### Goal
Repeat the lines that follow, leaving nothing out.

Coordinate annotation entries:
· · · · ·

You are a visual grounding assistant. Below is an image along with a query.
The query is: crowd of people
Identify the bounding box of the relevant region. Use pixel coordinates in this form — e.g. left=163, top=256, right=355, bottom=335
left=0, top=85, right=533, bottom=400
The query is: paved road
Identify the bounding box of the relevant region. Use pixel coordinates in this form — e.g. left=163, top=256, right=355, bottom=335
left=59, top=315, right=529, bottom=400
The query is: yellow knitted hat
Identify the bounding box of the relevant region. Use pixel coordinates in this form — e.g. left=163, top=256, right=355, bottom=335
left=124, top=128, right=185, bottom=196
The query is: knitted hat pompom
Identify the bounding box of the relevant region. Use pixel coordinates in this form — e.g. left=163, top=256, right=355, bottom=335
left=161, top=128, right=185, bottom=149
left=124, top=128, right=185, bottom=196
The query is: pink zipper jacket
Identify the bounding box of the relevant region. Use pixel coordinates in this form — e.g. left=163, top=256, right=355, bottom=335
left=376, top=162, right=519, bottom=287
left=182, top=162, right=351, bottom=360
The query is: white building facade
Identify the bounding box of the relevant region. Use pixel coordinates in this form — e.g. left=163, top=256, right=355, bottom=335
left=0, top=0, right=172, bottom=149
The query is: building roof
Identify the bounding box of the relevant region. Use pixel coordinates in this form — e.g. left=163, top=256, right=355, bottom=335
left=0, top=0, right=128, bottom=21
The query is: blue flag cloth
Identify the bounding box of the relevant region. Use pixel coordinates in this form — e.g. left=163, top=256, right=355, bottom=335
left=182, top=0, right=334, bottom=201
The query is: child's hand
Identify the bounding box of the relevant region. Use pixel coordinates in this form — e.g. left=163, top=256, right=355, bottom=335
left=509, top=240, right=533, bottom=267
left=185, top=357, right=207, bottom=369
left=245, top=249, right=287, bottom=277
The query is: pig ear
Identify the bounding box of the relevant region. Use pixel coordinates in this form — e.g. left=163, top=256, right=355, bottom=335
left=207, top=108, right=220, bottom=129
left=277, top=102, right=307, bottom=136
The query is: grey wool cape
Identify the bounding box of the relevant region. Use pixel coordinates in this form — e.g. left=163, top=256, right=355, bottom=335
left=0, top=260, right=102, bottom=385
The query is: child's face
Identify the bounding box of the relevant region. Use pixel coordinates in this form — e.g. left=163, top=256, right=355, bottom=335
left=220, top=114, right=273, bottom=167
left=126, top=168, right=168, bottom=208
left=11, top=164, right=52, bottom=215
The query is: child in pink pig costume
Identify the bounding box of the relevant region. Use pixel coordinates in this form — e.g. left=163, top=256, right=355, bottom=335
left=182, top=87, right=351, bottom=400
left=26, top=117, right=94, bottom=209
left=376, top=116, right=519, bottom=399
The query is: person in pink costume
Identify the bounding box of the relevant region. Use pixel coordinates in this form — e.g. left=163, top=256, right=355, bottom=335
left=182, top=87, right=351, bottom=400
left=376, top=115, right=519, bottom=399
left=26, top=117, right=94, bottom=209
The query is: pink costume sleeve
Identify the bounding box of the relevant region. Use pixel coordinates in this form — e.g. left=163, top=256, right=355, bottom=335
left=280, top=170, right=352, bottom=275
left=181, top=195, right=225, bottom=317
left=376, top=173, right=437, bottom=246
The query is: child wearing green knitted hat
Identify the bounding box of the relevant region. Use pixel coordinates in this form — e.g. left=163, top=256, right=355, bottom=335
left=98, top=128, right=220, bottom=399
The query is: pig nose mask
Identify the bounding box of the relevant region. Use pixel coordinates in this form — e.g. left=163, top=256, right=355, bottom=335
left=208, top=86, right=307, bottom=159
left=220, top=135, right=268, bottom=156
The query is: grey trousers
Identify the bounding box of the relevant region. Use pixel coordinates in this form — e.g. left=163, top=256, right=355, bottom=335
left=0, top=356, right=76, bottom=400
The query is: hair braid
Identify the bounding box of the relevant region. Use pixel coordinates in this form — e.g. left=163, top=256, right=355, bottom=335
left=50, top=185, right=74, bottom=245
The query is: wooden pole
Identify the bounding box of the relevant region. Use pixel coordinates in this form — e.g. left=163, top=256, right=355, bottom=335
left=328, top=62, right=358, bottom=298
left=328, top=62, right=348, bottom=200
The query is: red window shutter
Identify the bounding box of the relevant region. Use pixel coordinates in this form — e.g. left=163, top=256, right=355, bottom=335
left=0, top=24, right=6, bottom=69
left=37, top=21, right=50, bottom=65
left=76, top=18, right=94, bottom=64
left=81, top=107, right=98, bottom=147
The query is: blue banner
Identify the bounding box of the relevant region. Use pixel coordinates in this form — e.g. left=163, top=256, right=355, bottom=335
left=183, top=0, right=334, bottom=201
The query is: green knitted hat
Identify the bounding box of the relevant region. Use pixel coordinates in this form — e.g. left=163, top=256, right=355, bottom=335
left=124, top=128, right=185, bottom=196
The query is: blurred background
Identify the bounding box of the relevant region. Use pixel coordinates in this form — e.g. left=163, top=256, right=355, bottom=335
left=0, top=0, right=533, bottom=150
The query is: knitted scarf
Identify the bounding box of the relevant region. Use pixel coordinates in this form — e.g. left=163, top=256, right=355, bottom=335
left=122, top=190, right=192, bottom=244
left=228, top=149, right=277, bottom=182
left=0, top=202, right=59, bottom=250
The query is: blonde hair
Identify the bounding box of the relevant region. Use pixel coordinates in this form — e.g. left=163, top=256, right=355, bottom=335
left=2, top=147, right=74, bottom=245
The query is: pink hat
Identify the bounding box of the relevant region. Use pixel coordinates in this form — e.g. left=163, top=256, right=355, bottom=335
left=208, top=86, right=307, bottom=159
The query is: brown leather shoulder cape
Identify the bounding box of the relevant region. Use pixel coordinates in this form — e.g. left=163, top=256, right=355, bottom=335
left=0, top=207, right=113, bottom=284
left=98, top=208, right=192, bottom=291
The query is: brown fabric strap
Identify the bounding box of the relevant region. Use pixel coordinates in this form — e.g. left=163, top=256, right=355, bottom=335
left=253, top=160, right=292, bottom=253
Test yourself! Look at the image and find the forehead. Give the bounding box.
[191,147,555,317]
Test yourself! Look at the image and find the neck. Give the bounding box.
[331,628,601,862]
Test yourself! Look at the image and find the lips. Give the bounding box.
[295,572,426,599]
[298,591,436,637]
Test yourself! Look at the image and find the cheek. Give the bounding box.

· · · · ·

### Solution for this problem
You are a visual grounding assistant. Below is an image along with a query.
The query is: crowd of people
Identify the bounding box of the relevant region. Use pixel coordinates in this form — e.g. left=163, top=256, right=355, bottom=335
left=0, top=85, right=533, bottom=400
The query is: paved road
Identify the bounding box of the relevant region. Use pixel coordinates in this form — e.g. left=163, top=256, right=355, bottom=335
left=59, top=315, right=529, bottom=400
The query is: yellow knitted hat
Identify the bounding box of the relevant region. Use pixel coordinates in this form — e.g. left=163, top=256, right=355, bottom=335
left=124, top=128, right=185, bottom=196
The query is: knitted hat pompom
Identify the bounding box of the relevant region. Use pixel coordinates in this form — e.g. left=163, top=256, right=355, bottom=335
left=161, top=128, right=185, bottom=149
left=124, top=128, right=185, bottom=196
The query is: pink zipper jacket
Identify the bounding box of the relevant region. Use pixel coordinates in this form — e.g. left=163, top=256, right=355, bottom=335
left=376, top=162, right=519, bottom=287
left=182, top=162, right=351, bottom=360
The query is: white building facade
Identify the bounding box of the relevant region. Use pixel coordinates in this form — e.g. left=163, top=256, right=355, bottom=335
left=0, top=0, right=172, bottom=149
The query is: building roof
Identify the bounding box of the relevant region. Use pixel coordinates in this form — e.g. left=163, top=256, right=355, bottom=335
left=0, top=0, right=128, bottom=21
The query is: blue flag cloth
Identify the bounding box of the relevant region. Use pixel coordinates in this form — e.g. left=163, top=256, right=355, bottom=335
left=182, top=0, right=334, bottom=201
The query is: child's hand
Identify the bounding box of the relevant region. Use pixel coordinates in this form — e.g. left=163, top=256, right=355, bottom=335
left=509, top=240, right=533, bottom=267
left=185, top=357, right=207, bottom=369
left=245, top=249, right=287, bottom=277
The query is: pig ear
Identify the bounding box of the relevant region. Use pixel coordinates in this form — e.g. left=163, top=256, right=355, bottom=335
left=207, top=108, right=220, bottom=129
left=277, top=102, right=307, bottom=136
The query is: grey wool cape
Identify the bounding box of the relevant region. Use pixel coordinates in this form — e.g. left=163, top=256, right=355, bottom=335
left=0, top=260, right=102, bottom=385
The query is: child's face
Identify the bounding box of the relevant region. Use pixel coordinates in this form — e.g. left=163, top=256, right=355, bottom=335
left=220, top=114, right=273, bottom=167
left=126, top=168, right=168, bottom=208
left=11, top=164, right=52, bottom=215
The query is: child in pink pig costume
Identify the bounding box of the relevant region. Use pixel coordinates in this form — e.g. left=163, top=256, right=355, bottom=335
left=182, top=87, right=351, bottom=400
left=26, top=117, right=94, bottom=209
left=376, top=116, right=519, bottom=399
The query is: person in pink costume
Identify the bounding box of the relevant region. Use pixel coordinates in this form — e.g. left=163, top=256, right=355, bottom=335
left=182, top=87, right=351, bottom=400
left=376, top=115, right=519, bottom=399
left=26, top=117, right=94, bottom=209
The query is: pink costume sleeve
Identify the bounding box of the relevant region. Use pixel coordinates in this form — e.g. left=163, top=256, right=355, bottom=335
left=280, top=170, right=352, bottom=275
left=181, top=195, right=225, bottom=317
left=376, top=173, right=437, bottom=246
The query is: child wearing green knitted hat
Identify the bounding box of the relevant region. Use pixel coordinates in this form — e.g. left=163, top=256, right=355, bottom=335
left=98, top=128, right=220, bottom=399
The query is: pig nose mask
Identify the bounding box of the relevant region. Use pixel coordinates in this form — e.g. left=163, top=256, right=355, bottom=335
left=208, top=86, right=307, bottom=159
left=220, top=135, right=268, bottom=156
The query is: grey trousers
Identify the bounding box of the relevant region. Use pixel coordinates in this form — e.g. left=163, top=256, right=355, bottom=335
left=0, top=356, right=76, bottom=400
The query is: hair braid
Identify the bounding box of the relevant region. Use pixel coordinates in this form — e.g. left=163, top=256, right=355, bottom=335
left=50, top=185, right=74, bottom=245
The query is: wooden pole
Identify the bounding box of the relevant region. Use pixel coordinates in this form — e.g. left=163, top=256, right=355, bottom=335
left=328, top=62, right=358, bottom=298
left=328, top=62, right=348, bottom=200
The query is: red window shutter
Identify the bounding box of the relevant region. Use pixel coordinates in this form — e.g. left=163, top=256, right=355, bottom=335
left=0, top=24, right=6, bottom=69
left=37, top=21, right=50, bottom=65
left=76, top=18, right=94, bottom=64
left=81, top=107, right=98, bottom=147
The query is: blue banner
Identify the bounding box of the relevant region. Use pixel coordinates in this form — e.g. left=163, top=256, right=355, bottom=335
left=183, top=0, right=334, bottom=201
The query is: green knitted hat
Identify the bounding box of the relevant region. Use pixel coordinates in this form — e.g. left=163, top=256, right=355, bottom=335
left=124, top=128, right=185, bottom=196
The query is: blurred background
Identify the bounding box of the relevant region. Use pixel coordinates in this form — e.g. left=163, top=256, right=355, bottom=335
left=0, top=0, right=533, bottom=150
The query is: knitted scarf
Identify the bounding box of the relevant region. Use pixel coordinates in this form — e.g. left=163, top=256, right=355, bottom=335
left=122, top=190, right=192, bottom=244
left=228, top=149, right=277, bottom=182
left=0, top=202, right=59, bottom=250
The query is: blonde hair
Identify the bounding box of the relevant region. Use pixel coordinates in this form — e.g. left=163, top=256, right=355, bottom=335
left=2, top=147, right=74, bottom=245
The query is: pink hat
Identify the bounding box of the relevant region. Use pixel coordinates in this form — e.g. left=163, top=256, right=355, bottom=335
left=208, top=86, right=307, bottom=159
The query is: brown leather shoulder cape
Identify the bounding box of the relevant region. Use pixel coordinates in this form — e.g. left=163, top=256, right=355, bottom=335
left=0, top=207, right=113, bottom=284
left=98, top=208, right=192, bottom=291
The query is: brown fabric strap
Identify the bounding box of the relevant region. Use pixel coordinates in this form — e.g. left=163, top=256, right=355, bottom=335
left=253, top=160, right=292, bottom=253
Test yourself! Look at the image and find the forehead. Give the bounding box.
[191,147,555,317]
Test yourself! Look at the image and find the neck. Give the bounding box.
[331,628,601,862]
Test yourself! Look at the image and find the lips. Give the bounding box.
[295,572,426,599]
[298,591,436,637]
Test yourself! Look at the image and find the cheek. Give the bounding box.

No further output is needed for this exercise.